Fragmento para leer »
<<<<

Tenía 21 años cuando me recibí
de abogado en la Universidad de Buenos Aires. En ese
entonces recién a los 22 años se alcanzaba la mayoría
de edad, por lo tanto durante varios meses actué
como letrado pero sin tener facultades como mandatario,
es decir apoderado, pues sino tendría que haber realizado
un trámite judicial para lograr lo que en ese entonces
se denominaba emancipación y por ende adquirir
la facultad de ser representante de mi cliente.
Por esa época aún no votaban
las mujeres, y los jóvenes varones debían empadronarse
a los 18 años para poder cumplir con la ley del servicio
militar obligatorio.
En teoría a partir de esos 18
años el joven debía concurrir a las mesas de votación
cuando se daba una elección política. Digo en teoría
por cuanto quienes cumplían el servicio militar
no podían votar porque la denominada libreta de enrolamiento
quedaba en poder de la autoridad militar durante
todo el tiempo del servicio. Es decir que, por distintas
circunstancias, en la práctica muy pocos jóvenes de
esa edad podían votar.

>>>>

Extracto de datos »

<<<<

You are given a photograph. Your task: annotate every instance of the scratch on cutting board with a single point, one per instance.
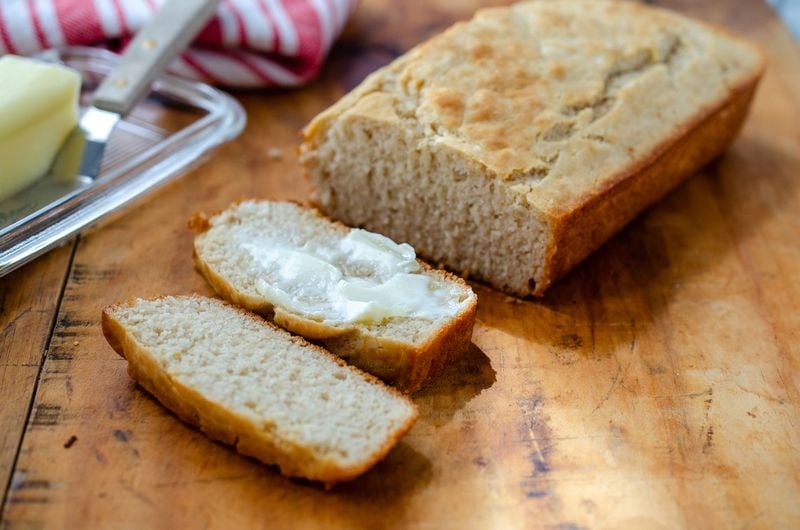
(537, 438)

>>>>

Qué se pide »
[1] Reproduce sin cambios el pasaje del fragmento sobre la mayoría de edad que comienza en "Por esa época" y termina en "edad podían votar.".
[2] Enumera todas las edades, en años, que se mencionan en el fragmento sobre la mayoría de edad, sin repetir ninguna.

Ejercicios resueltos »
[1]
Por esa época aún no votaban
las mujeres, y los jóvenes varones debían empadronarse
a los 18 años para poder cumplir con la ley del servicio
militar obligatorio.
En teoría a partir de esos 18
años el joven debía concurrir a las mesas de votación
cuando se daba una elección política. Digo en teoría
por cuanto quienes cumplían el servicio militar
no podían votar porque la denominada libreta de enrolamiento
quedaba en poder de la autoridad militar durante
todo el tiempo del servicio. Es decir que, por distintas
circunstancias, en la práctica muy pocos jóvenes de
esa edad podían votar.

[2] 21 años, 22 años, 18 años